Improving Factuality in LLMs via Inference-Time Knowledge Graph Construction

TL;DR

The paper tackles the persistent factuality problem in LLMs by proposing inference-time knowledge graph construction that fuses internal LLM knowledge with external retrieval. It introduces a four-stage pipeline: graph initialization from the question, iterative graph expansion, external retrieval to refine and expand the graph into G*, and answer generation grounded strictly on G*. Empirical evaluation across CWQ, HotpotQA, and SimpleQA shows state-of-the-art performance under both internal and external knowledge settings, with notable recall improvements and robust gains across backbone models, particularly when external sources are integrated. The work demonstrates that structured, dynamic KG reasoning at inference can improve factual grounding, interpretability, and scalability, offering a practical path toward more reliable and explainable QA with LLMs.

Abstract

Large Language Models (LLMs) often struggle with producing factually consistent answers due to limitations in their parametric memory. Retrieval-Augmented Generation (RAG) paradigms mitigate this issue by incorporating external knowledge at inference time. However, such methods typically handle knowledge as unstructured text, which reduces retrieval accuracy, hinders compositional reasoning, and amplifies the influence of irrelevant information on the factual consistency of LLM outputs. To overcome these limitations, we propose a novel framework that dynamically constructs and expands knowledge graphs (KGs) during inference, integrating both internal knowledge extracted from LLMs and external knowledge retrieved from external sources. Our method begins by extracting a seed KG from the question via prompting, followed by iterative expansion using the LLM's internal knowledge. The KG is then selectively refined through external retrieval, enhancing factual coverage and correcting inaccuracies. We evaluate our approach on three diverse Factual QA benchmarks, demonstrating consistent gains in factual accuracy over baselines. Our findings reveal that inference-time KG construction is a promising direction for enhancing LLM factuality in a structured, interpretable, and scalable manner.

Paper Structure

This paper contains 25 sections, 4 figures, 3 tables.

Figures (4)

• _RECORD EXTRACTS_:

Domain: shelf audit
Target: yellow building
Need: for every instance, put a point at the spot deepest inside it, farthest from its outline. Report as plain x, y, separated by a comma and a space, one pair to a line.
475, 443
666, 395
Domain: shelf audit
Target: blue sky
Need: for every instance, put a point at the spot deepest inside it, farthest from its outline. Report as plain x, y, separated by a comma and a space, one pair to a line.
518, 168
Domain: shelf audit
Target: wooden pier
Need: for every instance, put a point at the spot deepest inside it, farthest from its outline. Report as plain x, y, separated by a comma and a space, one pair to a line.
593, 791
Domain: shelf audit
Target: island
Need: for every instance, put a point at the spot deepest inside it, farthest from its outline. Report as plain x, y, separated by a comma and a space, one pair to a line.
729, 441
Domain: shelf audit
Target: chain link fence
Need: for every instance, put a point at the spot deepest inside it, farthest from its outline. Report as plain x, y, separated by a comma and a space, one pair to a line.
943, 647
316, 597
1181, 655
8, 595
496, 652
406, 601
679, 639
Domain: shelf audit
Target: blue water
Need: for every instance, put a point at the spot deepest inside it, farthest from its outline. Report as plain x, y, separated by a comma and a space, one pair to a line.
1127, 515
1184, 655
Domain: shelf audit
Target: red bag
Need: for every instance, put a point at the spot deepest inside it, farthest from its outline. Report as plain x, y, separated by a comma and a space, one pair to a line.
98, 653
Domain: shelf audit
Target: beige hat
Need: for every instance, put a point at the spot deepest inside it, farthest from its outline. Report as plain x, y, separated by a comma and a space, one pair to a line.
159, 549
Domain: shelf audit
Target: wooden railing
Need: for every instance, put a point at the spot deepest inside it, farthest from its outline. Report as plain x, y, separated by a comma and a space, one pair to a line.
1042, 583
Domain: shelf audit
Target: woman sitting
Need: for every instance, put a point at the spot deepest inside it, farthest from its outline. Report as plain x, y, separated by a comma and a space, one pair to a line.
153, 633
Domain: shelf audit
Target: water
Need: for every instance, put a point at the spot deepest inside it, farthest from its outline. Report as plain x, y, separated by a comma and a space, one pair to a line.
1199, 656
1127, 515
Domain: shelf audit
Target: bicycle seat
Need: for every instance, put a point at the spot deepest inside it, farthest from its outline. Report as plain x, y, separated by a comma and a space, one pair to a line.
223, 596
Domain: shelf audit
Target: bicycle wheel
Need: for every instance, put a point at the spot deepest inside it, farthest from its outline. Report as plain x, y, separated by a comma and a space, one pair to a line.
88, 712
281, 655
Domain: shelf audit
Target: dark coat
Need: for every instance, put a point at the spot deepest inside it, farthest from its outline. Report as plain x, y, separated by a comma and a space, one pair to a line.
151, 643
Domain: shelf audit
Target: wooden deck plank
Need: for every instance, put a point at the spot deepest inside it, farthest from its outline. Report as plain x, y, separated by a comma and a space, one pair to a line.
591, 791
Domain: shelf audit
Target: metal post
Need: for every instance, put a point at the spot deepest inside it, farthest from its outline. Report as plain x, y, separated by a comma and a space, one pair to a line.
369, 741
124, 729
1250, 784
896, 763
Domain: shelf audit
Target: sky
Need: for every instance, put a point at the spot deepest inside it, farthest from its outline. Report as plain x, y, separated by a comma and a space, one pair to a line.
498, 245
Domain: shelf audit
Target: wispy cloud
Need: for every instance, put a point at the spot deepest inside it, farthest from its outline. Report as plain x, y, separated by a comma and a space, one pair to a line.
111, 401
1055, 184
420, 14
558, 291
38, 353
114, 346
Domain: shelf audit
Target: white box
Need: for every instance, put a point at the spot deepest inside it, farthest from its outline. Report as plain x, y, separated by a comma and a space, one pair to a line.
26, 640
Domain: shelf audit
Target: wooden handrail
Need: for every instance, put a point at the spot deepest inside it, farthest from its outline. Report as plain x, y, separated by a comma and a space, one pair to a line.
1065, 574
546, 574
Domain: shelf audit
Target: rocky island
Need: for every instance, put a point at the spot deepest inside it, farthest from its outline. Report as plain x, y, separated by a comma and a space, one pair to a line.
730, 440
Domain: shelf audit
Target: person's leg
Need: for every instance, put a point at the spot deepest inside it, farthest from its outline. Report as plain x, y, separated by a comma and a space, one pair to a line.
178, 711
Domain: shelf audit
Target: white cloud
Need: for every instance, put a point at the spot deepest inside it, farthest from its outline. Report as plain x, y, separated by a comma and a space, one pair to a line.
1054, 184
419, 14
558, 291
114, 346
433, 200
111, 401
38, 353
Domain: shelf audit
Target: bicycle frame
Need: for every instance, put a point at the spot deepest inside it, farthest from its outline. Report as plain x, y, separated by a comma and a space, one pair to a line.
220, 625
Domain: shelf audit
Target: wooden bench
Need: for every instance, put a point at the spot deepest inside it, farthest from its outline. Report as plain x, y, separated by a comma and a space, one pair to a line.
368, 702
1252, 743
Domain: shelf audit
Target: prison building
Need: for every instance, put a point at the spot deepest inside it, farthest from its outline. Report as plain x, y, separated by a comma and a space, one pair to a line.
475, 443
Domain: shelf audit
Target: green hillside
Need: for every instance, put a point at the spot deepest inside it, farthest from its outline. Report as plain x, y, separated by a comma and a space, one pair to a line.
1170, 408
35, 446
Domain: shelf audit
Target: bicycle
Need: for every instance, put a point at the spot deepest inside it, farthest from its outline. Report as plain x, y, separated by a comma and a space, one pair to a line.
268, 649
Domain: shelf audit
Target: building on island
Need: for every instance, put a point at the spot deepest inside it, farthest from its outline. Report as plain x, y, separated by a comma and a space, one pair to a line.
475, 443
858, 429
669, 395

• _YOUR TASK_: In the knowledge graph text, write out the part that opens with the words containing "The paper tackles" and closes with "QA with LLMs.", replacing "pipeline" with "process". The records are separate material and have no connection to the text.

• _WRITTEN RESPONSE_:
The paper tackles the persistent factuality problem in LLMs by proposing inference-time knowledge graph construction that fuses internal LLM knowledge with external retrieval. It introduces a four-stage process: graph initialization from the question, iterative graph expansion, external retrieval to refine and expand the graph into G*, and answer generation grounded strictly on G*. Empirical evaluation across CWQ, HotpotQA, and SimpleQA shows state-of-the-art performance under both internal and external knowledge settings, with notable recall improvements and robust gains across backbone models, particularly when external sources are integrated. The work demonstrates that structured, dynamic KG reasoning at inference can improve factual grounding, interpretability, and scalability, offering a practical path toward more reliable and explainable QA with LLMs.